Description of the task => Tally the lines in the listing below that include "blender". Answer with the count and nothing more.

※

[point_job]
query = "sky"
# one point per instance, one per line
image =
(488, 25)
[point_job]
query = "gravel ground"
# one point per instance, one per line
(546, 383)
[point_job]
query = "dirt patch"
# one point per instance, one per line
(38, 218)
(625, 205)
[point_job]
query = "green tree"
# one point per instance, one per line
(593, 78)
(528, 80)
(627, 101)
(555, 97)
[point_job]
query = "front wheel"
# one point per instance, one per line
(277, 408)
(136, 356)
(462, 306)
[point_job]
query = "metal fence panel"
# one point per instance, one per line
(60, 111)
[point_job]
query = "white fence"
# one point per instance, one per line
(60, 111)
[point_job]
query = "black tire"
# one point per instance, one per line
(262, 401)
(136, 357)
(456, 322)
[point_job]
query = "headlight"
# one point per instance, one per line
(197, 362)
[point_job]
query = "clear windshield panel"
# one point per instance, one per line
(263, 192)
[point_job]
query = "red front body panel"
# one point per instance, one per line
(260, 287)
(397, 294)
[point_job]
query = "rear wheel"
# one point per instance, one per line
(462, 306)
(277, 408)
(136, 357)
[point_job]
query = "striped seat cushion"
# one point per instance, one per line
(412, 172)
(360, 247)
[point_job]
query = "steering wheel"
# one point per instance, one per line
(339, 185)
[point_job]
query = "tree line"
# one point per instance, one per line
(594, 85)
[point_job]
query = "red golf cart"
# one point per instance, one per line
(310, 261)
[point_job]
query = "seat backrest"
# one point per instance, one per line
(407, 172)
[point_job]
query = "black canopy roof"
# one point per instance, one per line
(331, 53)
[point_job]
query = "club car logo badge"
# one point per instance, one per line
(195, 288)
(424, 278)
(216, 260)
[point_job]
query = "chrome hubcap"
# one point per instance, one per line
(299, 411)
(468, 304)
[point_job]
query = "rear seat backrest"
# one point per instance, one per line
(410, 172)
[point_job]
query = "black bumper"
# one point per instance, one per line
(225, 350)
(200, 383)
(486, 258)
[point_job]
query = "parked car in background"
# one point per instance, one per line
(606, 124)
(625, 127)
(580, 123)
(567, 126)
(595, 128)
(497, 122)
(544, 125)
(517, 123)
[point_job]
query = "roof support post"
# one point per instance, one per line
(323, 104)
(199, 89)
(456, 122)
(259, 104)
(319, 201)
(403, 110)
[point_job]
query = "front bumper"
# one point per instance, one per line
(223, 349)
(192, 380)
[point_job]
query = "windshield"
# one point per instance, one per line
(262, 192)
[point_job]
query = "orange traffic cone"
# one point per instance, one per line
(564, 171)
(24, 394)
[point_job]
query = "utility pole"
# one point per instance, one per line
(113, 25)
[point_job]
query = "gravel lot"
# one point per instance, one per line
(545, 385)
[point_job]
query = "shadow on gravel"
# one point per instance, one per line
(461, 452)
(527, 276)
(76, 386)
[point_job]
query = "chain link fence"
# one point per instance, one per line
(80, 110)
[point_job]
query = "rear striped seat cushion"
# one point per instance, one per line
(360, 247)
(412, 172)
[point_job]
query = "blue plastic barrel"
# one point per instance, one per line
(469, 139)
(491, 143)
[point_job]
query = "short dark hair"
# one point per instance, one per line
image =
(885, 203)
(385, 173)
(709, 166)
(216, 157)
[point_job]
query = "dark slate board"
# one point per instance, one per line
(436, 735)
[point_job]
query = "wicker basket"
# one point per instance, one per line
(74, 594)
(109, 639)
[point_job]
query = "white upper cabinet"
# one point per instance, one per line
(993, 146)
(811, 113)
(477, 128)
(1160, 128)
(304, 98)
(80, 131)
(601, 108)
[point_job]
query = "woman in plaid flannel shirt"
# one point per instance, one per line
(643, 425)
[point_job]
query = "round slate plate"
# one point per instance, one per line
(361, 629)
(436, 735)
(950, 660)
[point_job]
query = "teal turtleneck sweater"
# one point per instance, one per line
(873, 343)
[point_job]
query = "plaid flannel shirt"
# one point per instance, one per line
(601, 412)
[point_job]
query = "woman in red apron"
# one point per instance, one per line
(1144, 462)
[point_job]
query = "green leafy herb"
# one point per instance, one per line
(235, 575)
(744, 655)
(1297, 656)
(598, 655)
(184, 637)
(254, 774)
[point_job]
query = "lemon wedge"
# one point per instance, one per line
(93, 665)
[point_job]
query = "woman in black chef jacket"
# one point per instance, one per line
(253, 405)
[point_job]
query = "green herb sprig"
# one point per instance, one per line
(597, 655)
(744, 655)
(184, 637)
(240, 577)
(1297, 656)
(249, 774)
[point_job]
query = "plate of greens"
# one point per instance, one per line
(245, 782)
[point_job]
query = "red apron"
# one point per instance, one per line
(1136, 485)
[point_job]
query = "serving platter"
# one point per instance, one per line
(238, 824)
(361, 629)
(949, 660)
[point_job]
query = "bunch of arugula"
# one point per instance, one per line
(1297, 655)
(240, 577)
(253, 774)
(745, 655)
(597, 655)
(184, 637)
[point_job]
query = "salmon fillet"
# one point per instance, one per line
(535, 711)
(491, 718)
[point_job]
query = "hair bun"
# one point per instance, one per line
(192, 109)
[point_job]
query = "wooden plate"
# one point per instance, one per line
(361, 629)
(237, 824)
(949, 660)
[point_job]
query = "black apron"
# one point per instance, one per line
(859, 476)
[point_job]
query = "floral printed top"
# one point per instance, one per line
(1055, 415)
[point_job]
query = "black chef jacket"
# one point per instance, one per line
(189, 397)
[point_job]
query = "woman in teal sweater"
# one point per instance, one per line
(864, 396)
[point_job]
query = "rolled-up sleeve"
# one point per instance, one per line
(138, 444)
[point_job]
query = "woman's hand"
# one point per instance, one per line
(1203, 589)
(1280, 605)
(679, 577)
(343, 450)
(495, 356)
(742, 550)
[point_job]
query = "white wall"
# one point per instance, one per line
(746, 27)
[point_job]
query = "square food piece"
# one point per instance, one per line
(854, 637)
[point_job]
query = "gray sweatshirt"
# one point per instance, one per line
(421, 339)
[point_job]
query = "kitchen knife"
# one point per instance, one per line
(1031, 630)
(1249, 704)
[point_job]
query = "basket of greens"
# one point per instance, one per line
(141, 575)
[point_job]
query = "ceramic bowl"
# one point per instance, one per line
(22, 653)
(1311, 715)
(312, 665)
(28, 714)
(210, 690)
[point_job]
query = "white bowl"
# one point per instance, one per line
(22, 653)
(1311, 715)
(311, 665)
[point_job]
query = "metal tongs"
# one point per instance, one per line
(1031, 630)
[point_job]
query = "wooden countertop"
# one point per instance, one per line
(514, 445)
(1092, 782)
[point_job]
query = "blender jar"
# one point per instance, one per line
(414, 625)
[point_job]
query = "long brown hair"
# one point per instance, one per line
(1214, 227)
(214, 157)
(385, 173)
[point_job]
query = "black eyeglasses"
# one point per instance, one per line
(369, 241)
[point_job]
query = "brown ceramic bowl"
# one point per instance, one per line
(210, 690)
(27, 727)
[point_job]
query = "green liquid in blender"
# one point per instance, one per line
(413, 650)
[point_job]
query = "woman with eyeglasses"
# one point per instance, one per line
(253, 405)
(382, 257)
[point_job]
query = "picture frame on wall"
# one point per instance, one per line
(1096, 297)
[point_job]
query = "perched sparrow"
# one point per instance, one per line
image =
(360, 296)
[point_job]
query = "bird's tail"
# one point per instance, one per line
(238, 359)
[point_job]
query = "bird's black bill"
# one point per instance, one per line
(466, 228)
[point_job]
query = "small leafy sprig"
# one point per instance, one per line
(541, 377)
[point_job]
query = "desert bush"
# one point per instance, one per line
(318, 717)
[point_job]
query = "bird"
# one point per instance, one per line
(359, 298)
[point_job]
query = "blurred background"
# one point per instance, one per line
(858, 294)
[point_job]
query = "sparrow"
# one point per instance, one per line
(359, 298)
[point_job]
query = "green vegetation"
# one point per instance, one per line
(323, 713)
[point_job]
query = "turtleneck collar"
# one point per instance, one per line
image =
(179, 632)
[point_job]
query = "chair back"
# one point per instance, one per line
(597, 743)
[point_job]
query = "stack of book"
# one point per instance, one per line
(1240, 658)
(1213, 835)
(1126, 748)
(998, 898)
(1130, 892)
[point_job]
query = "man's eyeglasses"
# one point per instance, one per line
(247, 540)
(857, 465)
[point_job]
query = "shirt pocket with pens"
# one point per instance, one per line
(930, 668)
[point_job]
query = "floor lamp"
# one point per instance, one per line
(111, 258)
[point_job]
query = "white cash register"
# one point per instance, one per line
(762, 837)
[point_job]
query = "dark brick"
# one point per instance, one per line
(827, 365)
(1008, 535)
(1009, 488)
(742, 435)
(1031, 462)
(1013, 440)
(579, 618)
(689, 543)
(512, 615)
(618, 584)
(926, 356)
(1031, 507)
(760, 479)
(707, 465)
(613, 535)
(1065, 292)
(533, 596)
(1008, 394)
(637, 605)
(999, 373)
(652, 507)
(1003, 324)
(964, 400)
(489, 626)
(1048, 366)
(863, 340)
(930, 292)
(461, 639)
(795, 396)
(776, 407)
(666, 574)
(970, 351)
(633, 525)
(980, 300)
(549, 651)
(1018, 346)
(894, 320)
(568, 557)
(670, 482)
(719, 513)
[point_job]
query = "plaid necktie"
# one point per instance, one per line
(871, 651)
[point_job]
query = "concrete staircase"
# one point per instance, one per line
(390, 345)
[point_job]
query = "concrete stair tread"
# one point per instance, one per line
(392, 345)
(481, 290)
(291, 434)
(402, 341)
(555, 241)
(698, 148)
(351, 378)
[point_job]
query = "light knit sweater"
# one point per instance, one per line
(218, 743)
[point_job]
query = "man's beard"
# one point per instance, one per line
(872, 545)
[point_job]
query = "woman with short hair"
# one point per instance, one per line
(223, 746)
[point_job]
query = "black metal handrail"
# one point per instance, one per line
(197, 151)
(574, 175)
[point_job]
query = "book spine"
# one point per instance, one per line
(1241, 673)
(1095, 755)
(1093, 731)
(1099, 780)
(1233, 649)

※

Reply => 2